> [Work to complete] Beginning at the line containing "of the dark", output every line to the end of the data below exactly as it appears.

-- Data to use start --

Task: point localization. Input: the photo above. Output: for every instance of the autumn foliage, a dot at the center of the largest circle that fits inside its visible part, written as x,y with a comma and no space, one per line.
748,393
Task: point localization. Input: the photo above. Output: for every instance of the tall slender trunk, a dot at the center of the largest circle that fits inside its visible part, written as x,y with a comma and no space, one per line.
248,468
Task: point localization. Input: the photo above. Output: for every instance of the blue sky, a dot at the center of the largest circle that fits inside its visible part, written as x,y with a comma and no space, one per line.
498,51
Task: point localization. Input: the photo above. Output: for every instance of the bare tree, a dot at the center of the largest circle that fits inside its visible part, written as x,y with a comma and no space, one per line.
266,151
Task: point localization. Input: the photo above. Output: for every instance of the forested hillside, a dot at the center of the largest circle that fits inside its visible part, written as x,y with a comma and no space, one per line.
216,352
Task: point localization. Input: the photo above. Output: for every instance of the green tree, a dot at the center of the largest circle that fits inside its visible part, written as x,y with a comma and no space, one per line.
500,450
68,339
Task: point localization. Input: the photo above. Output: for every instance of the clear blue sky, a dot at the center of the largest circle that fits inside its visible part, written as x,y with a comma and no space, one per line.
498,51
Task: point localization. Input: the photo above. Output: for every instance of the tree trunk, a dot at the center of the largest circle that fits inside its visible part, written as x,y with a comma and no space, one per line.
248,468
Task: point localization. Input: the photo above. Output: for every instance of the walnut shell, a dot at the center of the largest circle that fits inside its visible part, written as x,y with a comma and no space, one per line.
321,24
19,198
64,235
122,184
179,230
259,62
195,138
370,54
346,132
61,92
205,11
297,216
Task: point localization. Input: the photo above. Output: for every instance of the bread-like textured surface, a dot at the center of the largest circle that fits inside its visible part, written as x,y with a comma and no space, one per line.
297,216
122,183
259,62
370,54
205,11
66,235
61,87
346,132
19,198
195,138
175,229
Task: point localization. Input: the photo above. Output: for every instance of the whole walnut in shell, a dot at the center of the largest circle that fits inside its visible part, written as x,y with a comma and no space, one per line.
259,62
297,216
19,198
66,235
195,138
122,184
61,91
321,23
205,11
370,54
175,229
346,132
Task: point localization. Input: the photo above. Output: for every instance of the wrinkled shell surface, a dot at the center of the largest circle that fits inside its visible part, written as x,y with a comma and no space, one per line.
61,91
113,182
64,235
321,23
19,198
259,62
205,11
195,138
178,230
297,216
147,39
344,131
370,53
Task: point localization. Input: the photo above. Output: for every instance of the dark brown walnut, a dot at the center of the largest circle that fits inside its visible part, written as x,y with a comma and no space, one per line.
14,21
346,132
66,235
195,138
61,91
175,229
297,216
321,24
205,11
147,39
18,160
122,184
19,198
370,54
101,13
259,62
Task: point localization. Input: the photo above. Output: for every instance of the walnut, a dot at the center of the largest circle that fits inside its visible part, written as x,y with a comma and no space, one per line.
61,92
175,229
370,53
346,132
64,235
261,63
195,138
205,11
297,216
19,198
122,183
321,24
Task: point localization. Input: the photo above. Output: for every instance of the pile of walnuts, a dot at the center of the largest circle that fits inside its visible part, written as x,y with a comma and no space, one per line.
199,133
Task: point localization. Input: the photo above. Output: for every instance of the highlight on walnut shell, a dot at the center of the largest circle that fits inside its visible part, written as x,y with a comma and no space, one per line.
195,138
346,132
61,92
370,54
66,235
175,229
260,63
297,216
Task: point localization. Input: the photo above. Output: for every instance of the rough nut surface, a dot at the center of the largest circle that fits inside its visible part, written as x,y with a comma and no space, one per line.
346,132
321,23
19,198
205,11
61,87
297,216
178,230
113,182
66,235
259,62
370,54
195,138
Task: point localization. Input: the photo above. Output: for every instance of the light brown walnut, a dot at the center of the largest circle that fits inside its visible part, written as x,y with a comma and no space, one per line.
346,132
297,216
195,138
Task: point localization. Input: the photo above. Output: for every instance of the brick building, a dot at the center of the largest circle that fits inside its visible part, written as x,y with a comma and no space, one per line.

-- Data to use end --

> [Written solution]
Task: point localization. Input: the photo above. Output: for every instance of the dark brown walnut, a dot at the center of the largest circle that fits inside its visible part, written as x,y with a comma and no space, one per line.
14,21
346,132
66,235
195,138
61,91
175,229
297,216
321,24
205,11
147,39
18,160
122,184
19,198
370,54
101,13
259,62
Task: point localization. Input: the photo above. Output: for every instance of the walnut, a dot at the center of the largest circle that fits inside its visible part, written as x,y with a comma and no space, one per line.
61,92
175,229
370,53
346,132
64,235
261,63
195,138
205,11
297,216
19,198
122,183
321,24
Task: point localization. Input: the photo above. Output: for every instance of the pile of walnuts, a dot at the center of the largest circle that fits inside its visible part, written as x,y with a comma and no space, one per line.
199,133
Task: point localization. Input: the photo above. Output: for every instance of the highlight on walnut shell, a dot at the center of the largest circle that fits inside its visible part, written as x,y with a comma and no space, one per line.
195,138
346,132
61,92
370,54
66,235
175,229
260,63
297,216
Task: point localization. Input: the photo above. Output: for every instance of the rough nut surface, a dot at the center of the largest circle that fits inside its visible part, written as x,y with a comma and no space, one per line.
346,132
321,23
19,198
205,11
61,87
297,216
178,230
113,182
66,235
259,62
370,54
195,138
Task: point localization. Input: the photo above. Output: for every instance of the light brown walnut, a dot at the center of the largest circle that fits inside its visible part, written as x,y with a comma and no space, one per line.
346,132
297,216
195,138
Task: point localization. Input: the photo above. Output: for every instance of the brick building, a dot at the center of the largest circle that fits inside its visible part, written as x,y with a comma and no space, one per line.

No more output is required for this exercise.